> **Passage shown**:
June 6, 2026β€’12 min read

I spent ninety minutes last week trying to explain how galaxies expand.

I picked the topic on purpose. It's something I loved when I was younger, I've always been fascinated by space. I studied math and physics at a high level for a few years post-high school before I went into business school, and eventually into structured finance, but space is the thing I went to first the moment I tried Open Lesson.

Did I reconstruct the theory? Not at all, for obvious reasons (otherwise, I would be working for SpaceX and only a few months away from becoming a multimillionaire). But ninety minutes just disappeared and I did not see the time fly. I stopped past 1am, not exhausted, but with a focused and happy mind.

There is something about deep thinking that is properly entertaining.

What Open Lesson actually is

What I was using is called Open Lesson.

It is, on the surface, a chat with a blank page in the middle. You pick a topic, anything, and it starts asking you questions. It never gives you the answer. If you say "I don't know," it asks you what you'd need to know to figure it out. If you wander a bit, it lets you wander, and then it steers. If you try to bluff your way through, it notices. It is not here to be nice to you: not really what we've been used to when working with AI these past few years!

> **Your instructions**:
Answer these from the Open Lesson post:
1. How long did the writer spend trying to explain how galaxies expand?
2. At what time did the writer stop?
3. What does Open Lesson do when you say "I don't know"?
The material below has nothing to do with the Open Lesson post.

> **Listed entries**:
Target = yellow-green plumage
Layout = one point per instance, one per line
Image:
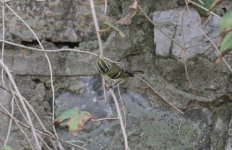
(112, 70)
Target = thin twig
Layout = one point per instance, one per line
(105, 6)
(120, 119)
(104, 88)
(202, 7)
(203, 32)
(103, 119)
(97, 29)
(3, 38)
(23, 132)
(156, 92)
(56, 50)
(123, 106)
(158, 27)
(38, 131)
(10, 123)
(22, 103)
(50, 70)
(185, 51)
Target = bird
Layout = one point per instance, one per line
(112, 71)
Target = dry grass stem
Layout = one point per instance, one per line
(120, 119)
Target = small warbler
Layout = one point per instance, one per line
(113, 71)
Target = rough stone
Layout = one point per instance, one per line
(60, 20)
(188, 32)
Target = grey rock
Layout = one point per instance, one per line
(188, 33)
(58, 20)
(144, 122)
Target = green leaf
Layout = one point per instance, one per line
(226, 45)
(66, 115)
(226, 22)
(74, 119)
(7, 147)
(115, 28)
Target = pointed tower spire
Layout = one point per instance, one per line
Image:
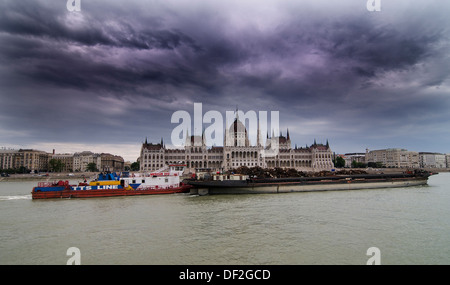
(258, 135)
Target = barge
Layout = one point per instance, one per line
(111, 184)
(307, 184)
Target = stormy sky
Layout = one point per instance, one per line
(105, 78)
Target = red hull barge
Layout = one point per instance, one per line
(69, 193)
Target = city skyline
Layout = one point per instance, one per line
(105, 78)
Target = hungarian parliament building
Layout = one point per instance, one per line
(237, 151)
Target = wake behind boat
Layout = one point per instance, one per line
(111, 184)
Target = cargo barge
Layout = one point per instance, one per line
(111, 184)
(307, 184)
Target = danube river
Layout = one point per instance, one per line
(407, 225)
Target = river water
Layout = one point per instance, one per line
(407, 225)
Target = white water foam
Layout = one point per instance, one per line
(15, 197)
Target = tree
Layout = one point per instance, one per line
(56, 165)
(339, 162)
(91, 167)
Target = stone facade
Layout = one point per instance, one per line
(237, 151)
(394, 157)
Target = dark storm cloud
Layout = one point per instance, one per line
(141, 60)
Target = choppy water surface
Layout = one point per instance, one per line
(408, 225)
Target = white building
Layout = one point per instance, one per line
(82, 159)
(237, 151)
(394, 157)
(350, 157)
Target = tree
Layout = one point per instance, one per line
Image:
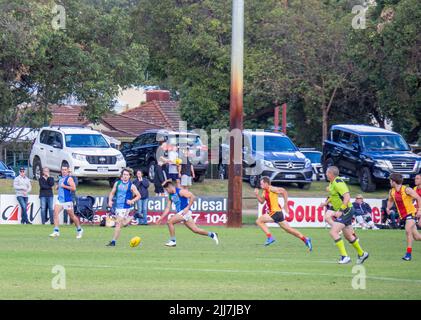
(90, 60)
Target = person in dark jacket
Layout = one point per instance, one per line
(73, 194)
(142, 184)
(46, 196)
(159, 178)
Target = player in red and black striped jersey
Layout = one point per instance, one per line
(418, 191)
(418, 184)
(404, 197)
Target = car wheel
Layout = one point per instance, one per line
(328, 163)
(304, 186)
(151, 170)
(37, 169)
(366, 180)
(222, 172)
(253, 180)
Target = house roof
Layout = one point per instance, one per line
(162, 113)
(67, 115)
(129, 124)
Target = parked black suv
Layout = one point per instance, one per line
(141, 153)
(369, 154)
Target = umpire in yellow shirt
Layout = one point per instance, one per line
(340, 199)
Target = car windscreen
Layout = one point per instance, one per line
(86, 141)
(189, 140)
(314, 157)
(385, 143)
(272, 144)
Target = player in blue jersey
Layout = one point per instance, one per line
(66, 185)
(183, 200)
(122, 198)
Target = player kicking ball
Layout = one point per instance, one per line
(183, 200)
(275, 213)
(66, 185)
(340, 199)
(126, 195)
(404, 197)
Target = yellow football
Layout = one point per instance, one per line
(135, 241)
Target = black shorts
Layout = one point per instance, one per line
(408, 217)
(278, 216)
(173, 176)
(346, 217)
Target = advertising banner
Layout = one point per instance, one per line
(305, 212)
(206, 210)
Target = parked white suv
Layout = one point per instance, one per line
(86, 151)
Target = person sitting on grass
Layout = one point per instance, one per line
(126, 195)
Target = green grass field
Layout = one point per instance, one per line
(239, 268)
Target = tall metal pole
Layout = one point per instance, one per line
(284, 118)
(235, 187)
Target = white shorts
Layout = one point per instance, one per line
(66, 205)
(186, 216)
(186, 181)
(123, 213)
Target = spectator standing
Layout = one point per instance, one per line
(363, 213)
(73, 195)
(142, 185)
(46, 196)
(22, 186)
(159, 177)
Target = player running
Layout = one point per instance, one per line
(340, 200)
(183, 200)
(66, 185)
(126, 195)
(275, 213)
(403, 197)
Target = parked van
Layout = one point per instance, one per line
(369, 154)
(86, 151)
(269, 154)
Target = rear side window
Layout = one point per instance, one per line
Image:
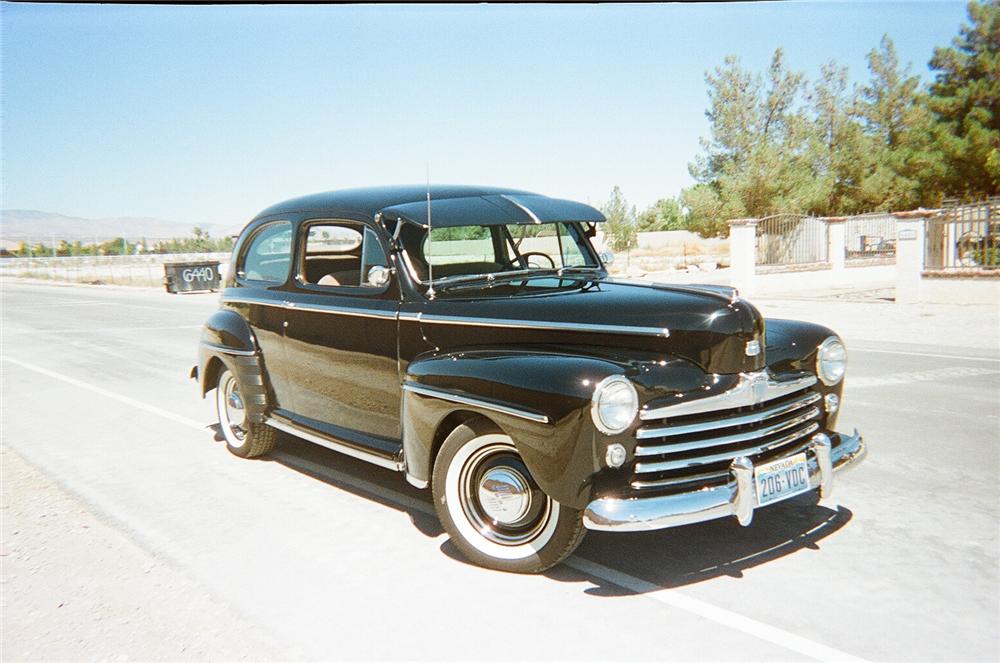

> **Problem solution**:
1. Ninety minutes.
2. Past 1am.
3. It asks what you would need to know to figure it out.